*Task instructions:* Reproduce the entire listing below word for word, omitting the pictures.

Coordinate annotation entries
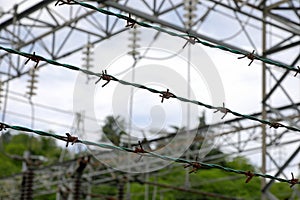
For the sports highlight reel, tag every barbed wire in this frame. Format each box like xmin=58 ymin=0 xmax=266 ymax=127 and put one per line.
xmin=55 ymin=0 xmax=300 ymax=76
xmin=0 ymin=46 xmax=300 ymax=132
xmin=0 ymin=122 xmax=300 ymax=187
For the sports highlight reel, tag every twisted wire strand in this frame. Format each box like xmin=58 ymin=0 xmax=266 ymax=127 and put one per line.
xmin=0 ymin=122 xmax=300 ymax=186
xmin=64 ymin=0 xmax=300 ymax=73
xmin=0 ymin=46 xmax=300 ymax=132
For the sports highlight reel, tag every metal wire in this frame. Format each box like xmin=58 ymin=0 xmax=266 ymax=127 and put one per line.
xmin=0 ymin=123 xmax=300 ymax=186
xmin=62 ymin=0 xmax=299 ymax=72
xmin=0 ymin=46 xmax=300 ymax=132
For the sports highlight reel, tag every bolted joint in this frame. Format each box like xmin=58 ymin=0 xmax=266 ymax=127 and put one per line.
xmin=238 ymin=50 xmax=256 ymax=66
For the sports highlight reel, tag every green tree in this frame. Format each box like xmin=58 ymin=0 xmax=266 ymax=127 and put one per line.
xmin=0 ymin=133 xmax=61 ymax=177
xmin=101 ymin=116 xmax=127 ymax=146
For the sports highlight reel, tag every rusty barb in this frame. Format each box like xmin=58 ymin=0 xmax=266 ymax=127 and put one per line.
xmin=159 ymin=89 xmax=176 ymax=103
xmin=125 ymin=13 xmax=136 ymax=28
xmin=290 ymin=172 xmax=299 ymax=188
xmin=25 ymin=52 xmax=40 ymax=69
xmin=183 ymin=156 xmax=202 ymax=174
xmin=294 ymin=66 xmax=300 ymax=77
xmin=184 ymin=162 xmax=202 ymax=174
xmin=0 ymin=123 xmax=6 ymax=131
xmin=270 ymin=122 xmax=283 ymax=129
xmin=182 ymin=36 xmax=199 ymax=49
xmin=238 ymin=50 xmax=256 ymax=66
xmin=55 ymin=0 xmax=76 ymax=6
xmin=214 ymin=103 xmax=230 ymax=119
xmin=245 ymin=171 xmax=254 ymax=183
xmin=64 ymin=133 xmax=78 ymax=147
xmin=95 ymin=70 xmax=112 ymax=87
xmin=133 ymin=141 xmax=147 ymax=153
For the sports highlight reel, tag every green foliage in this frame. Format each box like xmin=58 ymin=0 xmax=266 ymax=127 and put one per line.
xmin=101 ymin=116 xmax=126 ymax=146
xmin=0 ymin=133 xmax=61 ymax=177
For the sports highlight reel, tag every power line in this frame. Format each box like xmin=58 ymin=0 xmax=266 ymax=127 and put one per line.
xmin=55 ymin=0 xmax=300 ymax=75
xmin=0 ymin=46 xmax=300 ymax=132
xmin=0 ymin=123 xmax=300 ymax=187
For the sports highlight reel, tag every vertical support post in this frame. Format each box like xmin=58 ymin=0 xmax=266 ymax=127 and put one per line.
xmin=261 ymin=3 xmax=267 ymax=200
xmin=20 ymin=151 xmax=34 ymax=200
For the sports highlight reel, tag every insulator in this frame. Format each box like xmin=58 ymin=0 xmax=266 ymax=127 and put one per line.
xmin=183 ymin=0 xmax=198 ymax=30
xmin=27 ymin=69 xmax=38 ymax=98
xmin=128 ymin=27 xmax=141 ymax=58
xmin=0 ymin=80 xmax=4 ymax=109
xmin=82 ymin=38 xmax=94 ymax=70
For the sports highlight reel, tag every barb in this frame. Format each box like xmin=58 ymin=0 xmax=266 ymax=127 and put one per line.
xmin=0 ymin=46 xmax=300 ymax=132
xmin=245 ymin=171 xmax=254 ymax=183
xmin=62 ymin=0 xmax=298 ymax=75
xmin=65 ymin=133 xmax=78 ymax=147
xmin=125 ymin=13 xmax=136 ymax=28
xmin=55 ymin=0 xmax=76 ymax=6
xmin=0 ymin=122 xmax=300 ymax=187
xmin=184 ymin=156 xmax=202 ymax=174
xmin=238 ymin=50 xmax=256 ymax=66
xmin=25 ymin=52 xmax=40 ymax=69
xmin=294 ymin=66 xmax=300 ymax=77
xmin=214 ymin=103 xmax=230 ymax=119
xmin=289 ymin=172 xmax=298 ymax=188
xmin=159 ymin=89 xmax=176 ymax=103
xmin=95 ymin=70 xmax=112 ymax=87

*Exercise output:*
For the sports highlight reel, tag every barbed wire in this frame. Format each box like xmin=58 ymin=0 xmax=266 ymax=127 and put one per line.
xmin=55 ymin=0 xmax=300 ymax=76
xmin=0 ymin=46 xmax=300 ymax=132
xmin=0 ymin=122 xmax=300 ymax=187
For the sports highlight reel, tag every twisted wire strand in this frame. Format each box like xmin=58 ymin=0 xmax=266 ymax=127 and put one per line.
xmin=0 ymin=122 xmax=300 ymax=186
xmin=64 ymin=0 xmax=300 ymax=73
xmin=0 ymin=46 xmax=300 ymax=132
For the sports highlight reel, tag every metal wire in this frame. Format each box like xmin=58 ymin=0 xmax=266 ymax=127 and put one per line.
xmin=0 ymin=123 xmax=300 ymax=186
xmin=62 ymin=0 xmax=299 ymax=72
xmin=0 ymin=46 xmax=300 ymax=132
For the sports highlight reel, tag every bolted joint in this frame. Format each box like xmin=58 ymin=0 xmax=266 ymax=127 and put one per line.
xmin=238 ymin=50 xmax=256 ymax=66
For the sports highlight reel, tag every green tree in this frame. Format each box like xmin=58 ymin=0 xmax=266 ymax=127 and put one per line.
xmin=0 ymin=133 xmax=61 ymax=177
xmin=101 ymin=116 xmax=127 ymax=146
For the sports highlight reel, tag every rusty barb in this frame. Format each box like xmin=58 ymin=0 xmax=266 ymax=127 and put one per line.
xmin=159 ymin=89 xmax=176 ymax=103
xmin=125 ymin=13 xmax=136 ymax=28
xmin=290 ymin=172 xmax=299 ymax=188
xmin=25 ymin=52 xmax=40 ymax=69
xmin=183 ymin=156 xmax=202 ymax=174
xmin=294 ymin=66 xmax=300 ymax=77
xmin=184 ymin=162 xmax=202 ymax=174
xmin=0 ymin=123 xmax=6 ymax=131
xmin=270 ymin=122 xmax=283 ymax=129
xmin=182 ymin=36 xmax=199 ymax=49
xmin=238 ymin=50 xmax=256 ymax=66
xmin=55 ymin=0 xmax=76 ymax=6
xmin=214 ymin=103 xmax=230 ymax=119
xmin=245 ymin=171 xmax=254 ymax=183
xmin=64 ymin=133 xmax=78 ymax=147
xmin=95 ymin=70 xmax=112 ymax=87
xmin=133 ymin=141 xmax=147 ymax=153
For the sports highlight reel, tag every green foliage in this frame. Format each box like xmin=58 ymin=0 xmax=266 ymax=127 and put one per line.
xmin=101 ymin=116 xmax=126 ymax=146
xmin=0 ymin=133 xmax=61 ymax=177
For the sports highlight reel, tag every power line in this frame. Format each box like xmin=58 ymin=0 xmax=266 ymax=127 and put one per line.
xmin=55 ymin=0 xmax=300 ymax=75
xmin=0 ymin=46 xmax=300 ymax=132
xmin=0 ymin=123 xmax=300 ymax=187
For the sports highlight reel, tag every vertical support post in this frame. Format each box like xmin=58 ymin=0 xmax=266 ymax=127 and put one per line.
xmin=261 ymin=3 xmax=267 ymax=200
xmin=20 ymin=151 xmax=34 ymax=200
For the sports highlight reel, tag every insulator in this frame. Format each box like xmin=58 ymin=0 xmax=266 ymax=127 and put one per line.
xmin=183 ymin=0 xmax=198 ymax=30
xmin=27 ymin=69 xmax=38 ymax=98
xmin=128 ymin=27 xmax=141 ymax=58
xmin=0 ymin=80 xmax=4 ymax=109
xmin=82 ymin=38 xmax=94 ymax=70
For the sports highlight reel, tag every barb in this frame. Format each box like xmin=58 ymin=0 xmax=266 ymax=127 and put one per line.
xmin=0 ymin=46 xmax=300 ymax=132
xmin=245 ymin=171 xmax=254 ymax=183
xmin=62 ymin=0 xmax=298 ymax=75
xmin=65 ymin=133 xmax=78 ymax=147
xmin=125 ymin=13 xmax=136 ymax=28
xmin=55 ymin=0 xmax=76 ymax=6
xmin=0 ymin=122 xmax=300 ymax=187
xmin=184 ymin=156 xmax=202 ymax=174
xmin=238 ymin=50 xmax=256 ymax=66
xmin=25 ymin=52 xmax=40 ymax=69
xmin=294 ymin=66 xmax=300 ymax=77
xmin=214 ymin=103 xmax=230 ymax=119
xmin=289 ymin=172 xmax=298 ymax=188
xmin=159 ymin=89 xmax=176 ymax=103
xmin=95 ymin=70 xmax=112 ymax=87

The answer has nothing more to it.